→ **EXCERPT PROVIDED**:
----
Provincial political upset

The Alberta political landscape certainly saw its share of changes recently with Premier Ed Stelmach’s announcement he would not seek another term in the top job.

Two days later, Ted Morton resigned as finance minister, and announced he would be seeking the premier’s post down the line.

Stelmach said that he believed his announcement would come as a major surprise to many, but we don’t think that it was too much of a shock.

Politics has a way of grinding a person down – regardless of whether they are popular or not – and it’s clear that Stelmach has been feeling the wear and tear as of late.

Years back, he was a relatively fresh face when he pursued the Tory leadership. Yes, he had been in politics for years but leading the party was something new and apparently an exhilarating prospect. In those days, he would venture from place to place with that big smile and infectious optimism that he was the man for the job – even though many felt he wasn’t and expected Jim Dinning to easily capture the lead.

Well, Stelmach shot up the middle and became premier. And it’s been a relatively unsteady journey since for ‘Steady Eddy’.

From our perspective, he certainly hasn’t seemed to always enjoy being premier. Gone are the days, seemingly, when he appeared to relish the role. He was chatty, friendly and all smiles – most of the time.

Over the past couple of years, he seems to be often wearing a frown as he talks with reporters and in communication with the public. He’s become guarded and almost scripted in his dialogue with media. Oftentimes, he also comes across as defensive and snippy.
----
→ **RECORD EXCERPTS**:

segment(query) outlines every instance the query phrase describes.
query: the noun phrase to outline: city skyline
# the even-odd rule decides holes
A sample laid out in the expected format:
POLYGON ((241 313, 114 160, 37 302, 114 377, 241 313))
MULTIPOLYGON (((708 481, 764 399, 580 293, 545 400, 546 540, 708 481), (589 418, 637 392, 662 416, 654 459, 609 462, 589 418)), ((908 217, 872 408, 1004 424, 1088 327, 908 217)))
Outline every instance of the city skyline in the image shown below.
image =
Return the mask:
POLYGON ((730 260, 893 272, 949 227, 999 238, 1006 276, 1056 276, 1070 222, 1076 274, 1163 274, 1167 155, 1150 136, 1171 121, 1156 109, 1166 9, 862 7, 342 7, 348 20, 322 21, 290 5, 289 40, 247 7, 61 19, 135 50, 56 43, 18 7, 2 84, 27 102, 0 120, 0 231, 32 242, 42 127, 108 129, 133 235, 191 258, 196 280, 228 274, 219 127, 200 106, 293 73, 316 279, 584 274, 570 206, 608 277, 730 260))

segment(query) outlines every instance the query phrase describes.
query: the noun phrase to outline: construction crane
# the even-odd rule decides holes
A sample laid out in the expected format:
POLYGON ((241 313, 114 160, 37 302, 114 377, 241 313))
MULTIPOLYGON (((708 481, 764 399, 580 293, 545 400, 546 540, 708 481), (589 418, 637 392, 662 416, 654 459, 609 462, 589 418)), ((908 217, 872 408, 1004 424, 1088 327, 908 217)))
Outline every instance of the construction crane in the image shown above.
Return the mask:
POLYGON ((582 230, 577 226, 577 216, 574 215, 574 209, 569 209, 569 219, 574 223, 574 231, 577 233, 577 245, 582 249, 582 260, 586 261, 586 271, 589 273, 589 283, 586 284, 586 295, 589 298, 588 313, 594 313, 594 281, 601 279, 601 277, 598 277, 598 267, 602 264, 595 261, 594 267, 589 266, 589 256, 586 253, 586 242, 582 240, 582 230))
----
Continue the editorial on Premier Ed Stelmach's decision not to seek another term, picking up after its last sentence.

→ **OUTPUT**:
Last fall, during the premier’s dinner in Red Deer, these attributes came through quite clearly. That evening he went back and forth between sounding ticked off some of the time to being just downright unhappy. It was hardly an inspiring evening – regardless of the party faithful who were cheering their leader on nonetheless.

We think this is the right step for Stelmach, who says he is wary of the growing negativism of the scene and didn’t want to face it anymore. But he could also see the writing on the wall. Reports of a divided caucus don’t seem to want to die, and he just seems weary of it.

Morton may have the smarts for the job but isn’t the most charismatic fellow around. If elected, we may see this same scenario repeat itself in a few years.

The party is clearly at a crossroads, and deciding who is going to lead has never been more critical than it is at this juncture.